(EXERCISE PROMPT) Repeat the lines below word for word.

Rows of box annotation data
• • • • •
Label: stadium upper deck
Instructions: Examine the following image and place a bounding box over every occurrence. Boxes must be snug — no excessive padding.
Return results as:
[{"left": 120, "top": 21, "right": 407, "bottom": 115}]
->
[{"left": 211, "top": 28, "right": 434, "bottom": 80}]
• • • • •
(RESULT)
Label: stadium upper deck
Instructions: Examine the following image and place a bounding box over every occurrence. Boxes must be snug — no excessive padding.
Return results as:
[{"left": 120, "top": 21, "right": 407, "bottom": 115}]
->
[{"left": 211, "top": 28, "right": 434, "bottom": 80}]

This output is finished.